• _Text for analysis_:
The ability to predict reservoir behavior has always played a fundamental role in the definition of a development project, and numerical simulation can be considered the first tool for a quantitative evaluation of reservoir performance. In the past decades, improvements in information technology have increased calculation capabilities, enabling development of dynamic simulators able to solve for more-complex reservoirs and dynamic processes. During the production-forecast phase, for example, technical constraints must be considered, primarily related to hydrocarbon rate (i.e., gas sale limitation, gas/water injection limits, flaring policies, limitations in export pipelines, and treatment capacity) and pressures (i.e., minimum required pressure to reach a treatment, separator working conditions, and export-pipeline design).

The increasing development of fields located in remote or offshore areas and the growing interest in near-field exploration make it necessary to exploit common surface networks. In these situations, the previously mentioned technical constraints and limitations must be defined for the entire asset, thus accounting for the intrinsic connection between fields that become interdependent. With standard standalone reservoir simulation no longer able to identify and address these kinds of problems and constraints, integrating the reservoir and network is key to an optimized development strategy.

The IAM brings together reservoir, well, and surface-facility models in a unique system for reservoir and well optimization. This methodology ensures that the interactions between all the components are accounted for correctly and, by coupling dynamic reservoir and facilities models into a single IAM, addresses backpressure, the mixing of different fluids, and flow assurance.

• _What the task asks_:
Reproduce verbatim the portion of the reservoir simulation text that begins at the words "The ability to" and stops after the words "and export-pipeline design).".

• _Entries shown_:
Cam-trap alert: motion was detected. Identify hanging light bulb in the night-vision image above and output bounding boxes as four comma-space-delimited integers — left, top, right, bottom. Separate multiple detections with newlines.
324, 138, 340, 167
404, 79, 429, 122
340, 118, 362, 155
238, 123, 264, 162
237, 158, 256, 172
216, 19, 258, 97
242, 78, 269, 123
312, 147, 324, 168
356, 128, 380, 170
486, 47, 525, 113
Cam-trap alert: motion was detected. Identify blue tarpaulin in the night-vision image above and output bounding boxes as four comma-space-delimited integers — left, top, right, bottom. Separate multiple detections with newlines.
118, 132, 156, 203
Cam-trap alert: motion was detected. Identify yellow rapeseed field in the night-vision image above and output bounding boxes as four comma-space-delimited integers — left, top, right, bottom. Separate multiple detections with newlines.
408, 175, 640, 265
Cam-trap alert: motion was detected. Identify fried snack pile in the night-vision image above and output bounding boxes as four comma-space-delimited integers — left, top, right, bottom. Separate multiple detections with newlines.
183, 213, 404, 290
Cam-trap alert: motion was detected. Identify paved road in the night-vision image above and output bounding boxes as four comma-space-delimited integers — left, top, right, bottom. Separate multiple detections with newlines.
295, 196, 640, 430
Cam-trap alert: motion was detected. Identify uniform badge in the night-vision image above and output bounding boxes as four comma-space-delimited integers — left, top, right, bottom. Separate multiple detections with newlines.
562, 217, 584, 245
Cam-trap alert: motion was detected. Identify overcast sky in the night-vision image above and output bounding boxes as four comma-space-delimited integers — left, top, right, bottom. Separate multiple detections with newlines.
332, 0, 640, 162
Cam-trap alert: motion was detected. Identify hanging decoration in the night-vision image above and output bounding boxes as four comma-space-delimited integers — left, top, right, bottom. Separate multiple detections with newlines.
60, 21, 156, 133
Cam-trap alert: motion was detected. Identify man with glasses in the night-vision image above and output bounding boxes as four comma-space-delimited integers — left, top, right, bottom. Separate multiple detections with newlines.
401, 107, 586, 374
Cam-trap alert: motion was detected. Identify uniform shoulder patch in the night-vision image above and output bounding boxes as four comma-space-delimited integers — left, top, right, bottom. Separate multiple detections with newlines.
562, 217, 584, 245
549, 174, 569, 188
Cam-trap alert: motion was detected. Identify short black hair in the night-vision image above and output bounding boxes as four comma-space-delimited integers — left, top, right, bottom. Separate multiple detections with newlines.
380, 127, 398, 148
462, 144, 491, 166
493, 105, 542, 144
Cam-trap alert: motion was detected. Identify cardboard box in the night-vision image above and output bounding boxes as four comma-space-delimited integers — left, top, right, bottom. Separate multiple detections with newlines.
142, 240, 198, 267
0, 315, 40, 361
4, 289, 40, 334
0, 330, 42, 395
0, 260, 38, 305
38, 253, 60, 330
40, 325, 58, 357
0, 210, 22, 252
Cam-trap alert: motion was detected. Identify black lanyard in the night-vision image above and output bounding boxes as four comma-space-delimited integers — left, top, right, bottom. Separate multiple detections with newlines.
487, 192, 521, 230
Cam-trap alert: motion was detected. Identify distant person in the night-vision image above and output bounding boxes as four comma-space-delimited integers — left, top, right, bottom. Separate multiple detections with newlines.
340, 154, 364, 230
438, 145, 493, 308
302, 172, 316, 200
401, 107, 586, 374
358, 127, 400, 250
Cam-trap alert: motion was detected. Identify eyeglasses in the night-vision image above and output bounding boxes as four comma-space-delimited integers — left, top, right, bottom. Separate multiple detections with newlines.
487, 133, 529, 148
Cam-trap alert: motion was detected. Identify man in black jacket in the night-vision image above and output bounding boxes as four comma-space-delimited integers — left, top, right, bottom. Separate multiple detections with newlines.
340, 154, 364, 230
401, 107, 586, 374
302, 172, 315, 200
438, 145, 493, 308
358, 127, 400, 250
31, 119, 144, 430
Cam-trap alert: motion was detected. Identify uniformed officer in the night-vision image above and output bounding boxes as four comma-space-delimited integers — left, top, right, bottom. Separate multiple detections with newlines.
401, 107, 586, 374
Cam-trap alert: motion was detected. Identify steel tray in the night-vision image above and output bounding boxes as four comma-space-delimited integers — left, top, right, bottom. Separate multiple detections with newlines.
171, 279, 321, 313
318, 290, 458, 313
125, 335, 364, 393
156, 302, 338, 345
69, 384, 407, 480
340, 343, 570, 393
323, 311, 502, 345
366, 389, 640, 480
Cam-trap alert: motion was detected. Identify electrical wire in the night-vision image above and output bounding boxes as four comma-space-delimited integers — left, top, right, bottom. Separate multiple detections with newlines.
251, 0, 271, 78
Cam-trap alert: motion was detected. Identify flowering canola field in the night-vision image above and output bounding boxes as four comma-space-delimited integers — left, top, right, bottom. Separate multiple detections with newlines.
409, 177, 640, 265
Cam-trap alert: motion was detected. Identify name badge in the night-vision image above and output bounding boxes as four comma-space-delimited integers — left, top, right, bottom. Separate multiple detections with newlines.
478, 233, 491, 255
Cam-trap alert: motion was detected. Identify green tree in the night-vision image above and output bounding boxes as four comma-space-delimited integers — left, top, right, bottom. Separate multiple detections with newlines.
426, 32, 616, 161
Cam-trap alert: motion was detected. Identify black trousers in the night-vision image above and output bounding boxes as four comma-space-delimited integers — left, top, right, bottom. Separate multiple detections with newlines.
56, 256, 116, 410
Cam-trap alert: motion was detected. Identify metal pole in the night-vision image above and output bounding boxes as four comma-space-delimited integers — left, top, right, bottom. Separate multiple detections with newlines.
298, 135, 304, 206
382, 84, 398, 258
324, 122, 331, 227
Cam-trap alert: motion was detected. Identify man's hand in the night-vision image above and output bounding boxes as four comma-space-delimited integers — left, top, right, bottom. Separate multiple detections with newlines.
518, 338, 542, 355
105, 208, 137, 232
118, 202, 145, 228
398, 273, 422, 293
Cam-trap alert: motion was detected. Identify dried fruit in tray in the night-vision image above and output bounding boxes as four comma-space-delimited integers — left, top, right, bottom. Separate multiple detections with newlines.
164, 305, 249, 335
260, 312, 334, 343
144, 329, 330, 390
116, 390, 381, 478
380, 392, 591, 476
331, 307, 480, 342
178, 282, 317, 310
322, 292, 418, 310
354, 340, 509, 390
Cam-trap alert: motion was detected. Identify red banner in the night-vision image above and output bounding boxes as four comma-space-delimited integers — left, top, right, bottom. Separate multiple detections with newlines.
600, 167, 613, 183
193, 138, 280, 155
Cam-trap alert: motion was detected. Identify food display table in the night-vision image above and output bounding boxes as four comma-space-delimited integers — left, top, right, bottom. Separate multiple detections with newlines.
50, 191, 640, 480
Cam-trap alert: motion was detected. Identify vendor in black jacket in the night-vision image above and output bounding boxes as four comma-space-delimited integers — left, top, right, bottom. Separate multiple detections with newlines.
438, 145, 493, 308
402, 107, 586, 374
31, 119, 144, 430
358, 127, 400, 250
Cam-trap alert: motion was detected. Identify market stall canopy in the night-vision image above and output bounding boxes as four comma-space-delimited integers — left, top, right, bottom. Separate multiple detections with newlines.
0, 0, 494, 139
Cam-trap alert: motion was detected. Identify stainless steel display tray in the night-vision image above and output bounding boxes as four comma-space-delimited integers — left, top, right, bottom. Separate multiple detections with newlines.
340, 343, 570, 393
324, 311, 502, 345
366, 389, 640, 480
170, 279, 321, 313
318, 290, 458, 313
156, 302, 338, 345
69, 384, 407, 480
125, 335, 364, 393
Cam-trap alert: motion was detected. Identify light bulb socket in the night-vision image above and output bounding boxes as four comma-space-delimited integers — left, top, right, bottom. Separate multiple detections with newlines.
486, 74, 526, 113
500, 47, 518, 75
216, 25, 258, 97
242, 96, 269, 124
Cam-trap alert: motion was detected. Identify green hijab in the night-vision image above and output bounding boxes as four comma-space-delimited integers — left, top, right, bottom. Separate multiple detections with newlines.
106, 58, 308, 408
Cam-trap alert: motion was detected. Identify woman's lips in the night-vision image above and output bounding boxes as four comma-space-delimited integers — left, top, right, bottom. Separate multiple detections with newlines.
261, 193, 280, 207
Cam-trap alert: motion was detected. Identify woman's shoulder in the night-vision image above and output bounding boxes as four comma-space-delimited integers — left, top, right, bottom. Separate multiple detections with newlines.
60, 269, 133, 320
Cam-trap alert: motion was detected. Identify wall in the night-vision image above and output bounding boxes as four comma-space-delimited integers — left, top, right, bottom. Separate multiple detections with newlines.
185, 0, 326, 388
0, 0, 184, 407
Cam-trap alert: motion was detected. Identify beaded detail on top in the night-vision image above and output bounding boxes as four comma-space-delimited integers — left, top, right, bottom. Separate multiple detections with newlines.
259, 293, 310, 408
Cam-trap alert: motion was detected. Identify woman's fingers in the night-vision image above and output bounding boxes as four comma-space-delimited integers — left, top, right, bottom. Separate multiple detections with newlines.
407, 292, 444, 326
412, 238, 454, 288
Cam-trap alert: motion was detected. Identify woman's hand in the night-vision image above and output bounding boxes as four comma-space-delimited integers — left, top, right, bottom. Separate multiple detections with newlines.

• _Result_:
The ability to predict reservoir behavior has always played a fundamental role in the definition of a development project, and numerical simulation can be considered the first tool for a quantitative evaluation of reservoir performance. In the past decades, improvements in information technology have increased calculation capabilities, enabling development of dynamic simulators able to solve for more-complex reservoirs and dynamic processes. During the production-forecast phase, for example, technical constraints must be considered, primarily related to hydrocarbon rate (i.e., gas sale limitation, gas/water injection limits, flaring policies, limitations in export pipelines, and treatment capacity) and pressures (i.e., minimum required pressure to reach a treatment, separator working conditions, and export-pipeline design).